[Task brief] Quote every line of the entries below, keeping each one identical to the original.

(Coordinate labeling data)
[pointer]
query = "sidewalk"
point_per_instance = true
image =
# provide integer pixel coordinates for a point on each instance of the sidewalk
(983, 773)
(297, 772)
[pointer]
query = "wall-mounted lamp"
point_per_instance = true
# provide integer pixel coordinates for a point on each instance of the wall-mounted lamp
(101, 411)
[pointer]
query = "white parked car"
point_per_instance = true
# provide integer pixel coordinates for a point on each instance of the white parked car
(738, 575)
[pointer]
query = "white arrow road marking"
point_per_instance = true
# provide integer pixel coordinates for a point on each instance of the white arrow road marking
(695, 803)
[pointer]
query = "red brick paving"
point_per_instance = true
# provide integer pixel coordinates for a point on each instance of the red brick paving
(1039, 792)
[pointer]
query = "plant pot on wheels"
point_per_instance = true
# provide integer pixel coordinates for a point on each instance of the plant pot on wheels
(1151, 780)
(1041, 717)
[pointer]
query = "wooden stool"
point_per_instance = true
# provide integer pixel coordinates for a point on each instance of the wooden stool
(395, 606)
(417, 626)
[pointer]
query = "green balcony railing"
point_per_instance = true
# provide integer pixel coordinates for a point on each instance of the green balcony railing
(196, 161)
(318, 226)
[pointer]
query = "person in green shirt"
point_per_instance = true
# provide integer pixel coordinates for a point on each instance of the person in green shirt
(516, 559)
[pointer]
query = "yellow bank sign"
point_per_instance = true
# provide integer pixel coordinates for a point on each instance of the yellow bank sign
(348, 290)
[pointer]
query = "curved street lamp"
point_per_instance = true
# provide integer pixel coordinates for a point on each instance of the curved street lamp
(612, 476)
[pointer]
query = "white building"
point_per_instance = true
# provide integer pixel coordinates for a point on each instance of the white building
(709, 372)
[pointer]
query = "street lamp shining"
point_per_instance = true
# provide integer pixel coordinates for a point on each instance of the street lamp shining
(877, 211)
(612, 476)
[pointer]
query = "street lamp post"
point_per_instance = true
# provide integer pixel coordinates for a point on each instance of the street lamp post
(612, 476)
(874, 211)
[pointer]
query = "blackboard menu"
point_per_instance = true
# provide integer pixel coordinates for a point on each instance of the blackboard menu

[Result for this task]
[pointer]
query = "sidewalk"
point_per_instance = true
image =
# provide integer pixel coordinates for a point on each instance of the sidewalk
(983, 773)
(297, 772)
[pointer]
query = "wall-mounted lamp"
point_per_instance = true
# provide integer pixel coordinates for a point on each instance of the wall-mounted lamp
(101, 411)
[pointer]
query = "white parked car"
point_per_instance = true
# provide integer pixel coordinates for a point on each instance of the white parked car
(738, 575)
[pointer]
query = "white arrow road marking"
point_per_instance = true
# provide integer pixel coordinates for a point on each instance of the white arrow road marking
(695, 803)
[pointer]
query = "red brick paving"
point_per_instance = true
# provide integer pixel coordinates for a point on each instance of the red brick paving
(1039, 792)
[pointer]
query = "plant pot on wheels"
point_per_instance = true
# provide integer pixel coordinates for a point on each instance of the plant pot on wheels
(1151, 780)
(1041, 717)
[pointer]
query = "wooden stool"
point_per_instance = true
# provide integer pixel coordinates for a point on each instance of the wooden stool
(395, 606)
(417, 626)
[pointer]
query = "green balcony railing"
point_per_instance = true
# provide integer pixel coordinates for a point on each instance of the green balcony railing
(196, 161)
(318, 226)
[pointer]
query = "person in green shirt"
point_per_instance = true
# provide integer pixel coordinates for a point on each instance of the person in green shirt
(516, 559)
[pointer]
query = "yellow bank sign"
point_per_instance = true
# provide integer pixel coordinates for a point on each instance of the yellow bank sign
(348, 290)
[pointer]
query = "curved street lamp"
point_per_instance = true
# provide integer pixel coordinates for a point on each instance of the curved street lamp
(612, 476)
[pointer]
query = "white building"
point_per_instance = true
# provide integer pixel coordinates for a point on each instance of the white building
(709, 372)
[pointer]
query = "street lamp shining"
point_per_instance = true
# provide integer pixel coordinates for a point on each instance of the street lamp shining
(877, 211)
(612, 476)
[pointer]
query = "street lamp post"
point_per_instance = true
# provide integer pixel coordinates for a point on each instance of the street lamp post
(612, 476)
(874, 211)
[pointer]
query = "blackboard menu"
point_per_instance = true
# provide integer pixel coordinates for a point on each instance of the blackboard menu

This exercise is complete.